Shulman is widely regarded one of the must-listen, modern minds on how things unfold post ‘Intelligence Explosion’.
I’ve spoken at length about the Intelligence Explosion – basically, it’s the idea that AI creates smarter AI, which creates super-smart AI, until humans are so comparatively dumb and relevant that we resemble a big sack of potatoes attempting to learn quantum physics.
Most agree this moment is coming sooner rather than later.
I don’t know about you, but if I had a single question – I wouldn’t be asking how the economy looks in three years. Sure, it’d be nice to know whether to load up on Microsoft, Apple, NVIDIA, Gold, Bitcoin or Chinese Yuan, but I’d for sure have some more pressing philosophical questions.
Something closer to Elon’s ‘what’s outside the simulation’, I recon.
Something related to Philosophy of Mind.
In very simple terms, philosophy of mind is us humans trying to make sense of how our minds work.
What is the mind?
How do we think, feel and experience stuff?
How does the mind relate to the body and the brain?
What is the nature of our thoughts, feelings and consciousness?
Big questions for which we have very little in the answers department.
It took three hours and thirty minutes into the Shulman conversation, but they did eventually delve into the more philosophical territory.
The implications of AI progress on ‘Philosophy of Mind.’
“I’d say first, yes, I expect AI assistants to let us get as far as one can get with philosophy of mind, and cognitive science, neuroscience: you’ll be able to understand exactly what aspects of the human brain and the algorithms implemented by our neurons cause us to talk about consciousness and how we get emotions and preferences formed around our representations of sense inputs and whatnot.”

════

- Problem 1
In the records, reproduce everything from the line containing "Q: Identify a point on each instance of the neighboring" down to the line containing "[(291, 247), (19, 245)]", keeping both of those lines.

════

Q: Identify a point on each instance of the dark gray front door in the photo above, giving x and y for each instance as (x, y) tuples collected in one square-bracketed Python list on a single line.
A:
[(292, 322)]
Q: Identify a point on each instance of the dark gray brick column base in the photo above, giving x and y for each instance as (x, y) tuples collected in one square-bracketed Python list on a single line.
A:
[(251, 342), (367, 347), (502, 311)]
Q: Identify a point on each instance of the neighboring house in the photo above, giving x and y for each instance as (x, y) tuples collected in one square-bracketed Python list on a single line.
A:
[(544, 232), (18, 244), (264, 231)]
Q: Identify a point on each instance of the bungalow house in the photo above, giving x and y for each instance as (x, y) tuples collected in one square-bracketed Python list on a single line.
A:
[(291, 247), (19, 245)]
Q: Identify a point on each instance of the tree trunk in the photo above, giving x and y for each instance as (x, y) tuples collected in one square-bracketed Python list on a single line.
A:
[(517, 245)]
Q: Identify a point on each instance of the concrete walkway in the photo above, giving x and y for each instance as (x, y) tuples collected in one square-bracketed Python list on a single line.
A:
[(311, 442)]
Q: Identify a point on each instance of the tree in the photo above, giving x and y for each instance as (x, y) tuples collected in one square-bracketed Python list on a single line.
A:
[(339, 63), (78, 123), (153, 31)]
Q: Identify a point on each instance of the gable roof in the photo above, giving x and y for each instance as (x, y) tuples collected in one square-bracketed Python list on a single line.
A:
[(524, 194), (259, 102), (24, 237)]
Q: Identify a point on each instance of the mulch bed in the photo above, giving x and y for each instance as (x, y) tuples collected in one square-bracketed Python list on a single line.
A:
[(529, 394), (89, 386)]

════

- Problem 2
Answer these questions from the Shulman excerpt:
(a) How far into the Shulman conversation did the talk reach more philosophical territory?
(b) In very simple terms, how does the excerpt define philosophy of mind?
(c) Whose question about what lies outside the simulation does the excerpt mention?

- Complete output 1
Q: Identify a point on each instance of the neighboring house in the photo above, giving x and y for each instance as (x, y) tuples collected in one square-bracketed Python list on a single line.
A:
[(544, 232), (18, 244), (264, 231)]
Q: Identify a point on each instance of the bungalow house in the photo above, giving x and y for each instance as (x, y) tuples collected in one square-bracketed Python list on a single line.
A:
[(291, 247), (19, 245)]

- Complete output 2
(a) Three hours and thirty minutes.
(b) Us humans trying to make sense of how our minds work.
(c) Elon's.